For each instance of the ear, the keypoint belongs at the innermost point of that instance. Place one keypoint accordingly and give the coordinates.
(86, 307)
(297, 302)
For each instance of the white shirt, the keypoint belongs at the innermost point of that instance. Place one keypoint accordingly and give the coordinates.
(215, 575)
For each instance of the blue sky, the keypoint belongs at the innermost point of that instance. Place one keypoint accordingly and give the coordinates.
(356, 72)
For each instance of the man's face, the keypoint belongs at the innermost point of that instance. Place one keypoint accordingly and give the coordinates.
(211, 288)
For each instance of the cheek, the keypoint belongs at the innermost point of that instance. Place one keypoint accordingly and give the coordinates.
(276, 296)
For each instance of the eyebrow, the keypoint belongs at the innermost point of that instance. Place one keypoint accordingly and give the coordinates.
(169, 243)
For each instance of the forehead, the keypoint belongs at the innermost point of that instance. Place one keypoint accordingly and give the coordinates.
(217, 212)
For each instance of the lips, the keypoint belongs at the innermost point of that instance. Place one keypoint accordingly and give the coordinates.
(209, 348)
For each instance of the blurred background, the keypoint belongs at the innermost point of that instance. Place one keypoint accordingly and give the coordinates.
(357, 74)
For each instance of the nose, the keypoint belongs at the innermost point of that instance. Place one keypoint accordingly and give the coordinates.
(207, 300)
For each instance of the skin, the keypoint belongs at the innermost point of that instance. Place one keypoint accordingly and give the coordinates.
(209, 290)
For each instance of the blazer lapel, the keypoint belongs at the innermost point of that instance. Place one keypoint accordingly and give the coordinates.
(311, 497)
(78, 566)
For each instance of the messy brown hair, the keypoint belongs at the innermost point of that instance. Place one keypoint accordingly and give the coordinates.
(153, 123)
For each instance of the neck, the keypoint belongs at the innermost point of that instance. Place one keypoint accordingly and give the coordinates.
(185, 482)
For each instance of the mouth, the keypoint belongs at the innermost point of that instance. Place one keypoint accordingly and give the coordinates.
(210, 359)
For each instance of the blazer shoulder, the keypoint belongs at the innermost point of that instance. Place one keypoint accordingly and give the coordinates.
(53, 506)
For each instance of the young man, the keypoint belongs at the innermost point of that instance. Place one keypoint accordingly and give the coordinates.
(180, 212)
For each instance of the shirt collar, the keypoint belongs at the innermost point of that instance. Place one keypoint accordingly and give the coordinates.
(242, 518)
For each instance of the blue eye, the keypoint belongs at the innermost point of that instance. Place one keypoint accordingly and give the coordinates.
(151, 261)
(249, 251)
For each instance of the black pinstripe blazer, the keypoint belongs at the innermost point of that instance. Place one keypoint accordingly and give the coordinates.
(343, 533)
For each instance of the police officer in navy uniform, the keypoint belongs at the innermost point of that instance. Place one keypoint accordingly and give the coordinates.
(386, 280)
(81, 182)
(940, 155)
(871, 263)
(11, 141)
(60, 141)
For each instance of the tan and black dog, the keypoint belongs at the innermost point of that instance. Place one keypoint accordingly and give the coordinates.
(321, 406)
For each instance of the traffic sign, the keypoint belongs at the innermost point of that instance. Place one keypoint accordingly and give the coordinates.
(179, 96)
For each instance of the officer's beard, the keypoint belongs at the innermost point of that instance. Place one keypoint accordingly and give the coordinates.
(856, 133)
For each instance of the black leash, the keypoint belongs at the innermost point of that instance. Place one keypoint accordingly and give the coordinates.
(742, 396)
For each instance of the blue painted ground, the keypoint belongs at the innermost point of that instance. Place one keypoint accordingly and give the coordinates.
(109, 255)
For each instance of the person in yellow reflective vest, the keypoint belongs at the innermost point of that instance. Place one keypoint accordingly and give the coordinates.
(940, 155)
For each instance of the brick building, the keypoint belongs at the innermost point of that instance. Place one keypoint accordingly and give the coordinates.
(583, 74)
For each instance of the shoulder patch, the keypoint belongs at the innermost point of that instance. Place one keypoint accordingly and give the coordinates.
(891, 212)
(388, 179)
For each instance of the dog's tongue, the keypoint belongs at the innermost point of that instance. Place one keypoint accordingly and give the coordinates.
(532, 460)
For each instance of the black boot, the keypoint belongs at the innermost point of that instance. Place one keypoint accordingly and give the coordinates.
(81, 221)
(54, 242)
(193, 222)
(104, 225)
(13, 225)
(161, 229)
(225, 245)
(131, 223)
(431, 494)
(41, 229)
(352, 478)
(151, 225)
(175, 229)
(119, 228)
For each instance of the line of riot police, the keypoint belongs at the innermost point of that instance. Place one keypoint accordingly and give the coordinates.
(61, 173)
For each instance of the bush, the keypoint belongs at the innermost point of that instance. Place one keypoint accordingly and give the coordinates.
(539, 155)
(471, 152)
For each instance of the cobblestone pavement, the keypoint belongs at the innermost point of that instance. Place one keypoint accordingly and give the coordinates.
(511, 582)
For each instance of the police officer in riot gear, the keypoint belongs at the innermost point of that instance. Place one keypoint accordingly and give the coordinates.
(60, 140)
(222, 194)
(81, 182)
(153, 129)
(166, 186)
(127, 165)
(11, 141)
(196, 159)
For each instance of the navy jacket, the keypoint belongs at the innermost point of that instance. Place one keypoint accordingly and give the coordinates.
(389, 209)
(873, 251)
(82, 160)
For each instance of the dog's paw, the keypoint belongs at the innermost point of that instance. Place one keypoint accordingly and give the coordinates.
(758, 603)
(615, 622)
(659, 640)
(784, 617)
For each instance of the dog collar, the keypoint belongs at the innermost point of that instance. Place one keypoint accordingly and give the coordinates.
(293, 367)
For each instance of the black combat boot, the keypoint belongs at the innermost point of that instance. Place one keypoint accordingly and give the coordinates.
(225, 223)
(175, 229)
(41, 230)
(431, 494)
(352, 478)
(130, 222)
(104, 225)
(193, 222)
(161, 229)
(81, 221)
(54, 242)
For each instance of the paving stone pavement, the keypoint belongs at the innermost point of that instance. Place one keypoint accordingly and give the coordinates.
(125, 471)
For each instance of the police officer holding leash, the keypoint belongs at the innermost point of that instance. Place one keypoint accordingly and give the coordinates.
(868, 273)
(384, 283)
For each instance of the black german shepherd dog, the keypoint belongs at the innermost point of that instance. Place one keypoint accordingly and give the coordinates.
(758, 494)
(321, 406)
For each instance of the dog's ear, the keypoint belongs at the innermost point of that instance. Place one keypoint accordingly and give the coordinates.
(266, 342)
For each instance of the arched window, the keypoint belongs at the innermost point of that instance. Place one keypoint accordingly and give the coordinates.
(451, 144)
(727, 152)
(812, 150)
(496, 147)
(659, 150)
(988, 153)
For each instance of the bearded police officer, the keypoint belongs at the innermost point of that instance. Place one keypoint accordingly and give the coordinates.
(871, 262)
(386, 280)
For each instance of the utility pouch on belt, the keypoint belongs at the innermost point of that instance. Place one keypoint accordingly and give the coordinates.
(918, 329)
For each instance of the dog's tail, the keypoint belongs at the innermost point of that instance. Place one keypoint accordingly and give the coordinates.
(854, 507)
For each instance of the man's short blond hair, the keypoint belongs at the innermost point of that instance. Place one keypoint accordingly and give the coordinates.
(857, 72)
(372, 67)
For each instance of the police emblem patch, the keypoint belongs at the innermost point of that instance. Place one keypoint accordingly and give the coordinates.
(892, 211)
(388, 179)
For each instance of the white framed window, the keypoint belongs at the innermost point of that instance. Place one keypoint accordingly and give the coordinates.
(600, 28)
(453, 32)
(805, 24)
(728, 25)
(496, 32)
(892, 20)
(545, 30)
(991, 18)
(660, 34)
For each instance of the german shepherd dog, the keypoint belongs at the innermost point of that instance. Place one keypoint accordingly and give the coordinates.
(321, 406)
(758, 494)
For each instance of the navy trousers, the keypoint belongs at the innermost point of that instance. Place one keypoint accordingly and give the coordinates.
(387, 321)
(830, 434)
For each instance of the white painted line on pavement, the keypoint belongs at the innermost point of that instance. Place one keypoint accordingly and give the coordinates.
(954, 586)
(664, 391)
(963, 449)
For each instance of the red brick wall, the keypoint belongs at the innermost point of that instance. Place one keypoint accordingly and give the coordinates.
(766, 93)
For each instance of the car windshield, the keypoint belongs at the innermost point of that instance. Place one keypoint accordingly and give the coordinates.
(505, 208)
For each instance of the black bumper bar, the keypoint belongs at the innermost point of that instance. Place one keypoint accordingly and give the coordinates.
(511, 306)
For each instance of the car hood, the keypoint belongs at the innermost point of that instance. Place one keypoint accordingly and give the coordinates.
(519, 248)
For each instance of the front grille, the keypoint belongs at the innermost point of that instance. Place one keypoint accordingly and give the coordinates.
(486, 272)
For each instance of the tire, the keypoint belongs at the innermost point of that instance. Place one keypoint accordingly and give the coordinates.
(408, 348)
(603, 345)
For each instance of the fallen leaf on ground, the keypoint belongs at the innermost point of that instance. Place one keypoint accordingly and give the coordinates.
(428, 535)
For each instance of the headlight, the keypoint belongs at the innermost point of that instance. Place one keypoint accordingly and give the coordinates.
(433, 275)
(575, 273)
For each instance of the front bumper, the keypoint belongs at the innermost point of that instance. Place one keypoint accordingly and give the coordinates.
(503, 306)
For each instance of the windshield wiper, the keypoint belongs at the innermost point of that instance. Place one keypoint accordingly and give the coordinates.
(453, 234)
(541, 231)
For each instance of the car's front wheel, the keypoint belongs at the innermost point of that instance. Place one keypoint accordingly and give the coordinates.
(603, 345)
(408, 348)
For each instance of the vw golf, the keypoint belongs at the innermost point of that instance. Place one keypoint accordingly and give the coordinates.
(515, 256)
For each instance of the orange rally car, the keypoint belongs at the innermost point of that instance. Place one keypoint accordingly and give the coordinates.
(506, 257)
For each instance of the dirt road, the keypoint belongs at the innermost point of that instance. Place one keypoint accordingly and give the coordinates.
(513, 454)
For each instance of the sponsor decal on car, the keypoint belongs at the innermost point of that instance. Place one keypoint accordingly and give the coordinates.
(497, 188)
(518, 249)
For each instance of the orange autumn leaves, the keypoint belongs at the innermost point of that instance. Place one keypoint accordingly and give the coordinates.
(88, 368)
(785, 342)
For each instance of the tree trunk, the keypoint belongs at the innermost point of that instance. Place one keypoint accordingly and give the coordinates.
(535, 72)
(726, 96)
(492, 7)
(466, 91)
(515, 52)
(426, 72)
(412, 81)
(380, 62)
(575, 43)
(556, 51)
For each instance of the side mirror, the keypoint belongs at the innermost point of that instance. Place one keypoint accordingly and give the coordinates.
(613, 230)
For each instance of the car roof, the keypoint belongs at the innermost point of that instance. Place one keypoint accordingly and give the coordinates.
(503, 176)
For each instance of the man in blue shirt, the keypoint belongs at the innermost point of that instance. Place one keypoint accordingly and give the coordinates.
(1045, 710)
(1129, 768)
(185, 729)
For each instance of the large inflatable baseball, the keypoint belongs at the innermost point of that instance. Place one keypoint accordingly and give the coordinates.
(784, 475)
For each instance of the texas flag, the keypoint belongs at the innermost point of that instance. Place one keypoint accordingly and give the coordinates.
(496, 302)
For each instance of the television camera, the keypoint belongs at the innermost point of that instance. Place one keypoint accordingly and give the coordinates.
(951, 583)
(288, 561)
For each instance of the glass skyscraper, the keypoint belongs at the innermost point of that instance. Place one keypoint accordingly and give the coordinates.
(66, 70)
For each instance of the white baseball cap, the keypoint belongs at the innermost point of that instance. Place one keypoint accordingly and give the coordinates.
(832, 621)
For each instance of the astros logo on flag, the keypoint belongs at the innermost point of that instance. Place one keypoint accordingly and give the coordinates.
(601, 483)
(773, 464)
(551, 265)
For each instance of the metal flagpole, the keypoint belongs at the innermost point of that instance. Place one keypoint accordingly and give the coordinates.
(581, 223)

☆ ☆ ☆ ☆

Work item>
Locate "For each instance of the glass" in the data above. Then repeat, exactly, its line and each line after it through the last, adding nothing.

Solution to the exercise>
For each instance of the glass skyscraper, the keypoint belongs at the innermost point of that instance. Place one keypoint accordingly and give the coordinates.
(66, 70)
For each instance of the white baseball cap, the keypoint belongs at the innermost point of that instance. Place one keypoint accordingly and give the coordinates.
(832, 621)
For each instance of the astros logo on flag, the keypoint belongs at the innermost point of that instance. Place one keypoint accordingly and give the coordinates.
(601, 483)
(773, 464)
(551, 265)
For each instance of the metal flagpole, the keypoint belongs at the innermost point of that instance. Place one keypoint accordingly and give the coordinates.
(581, 223)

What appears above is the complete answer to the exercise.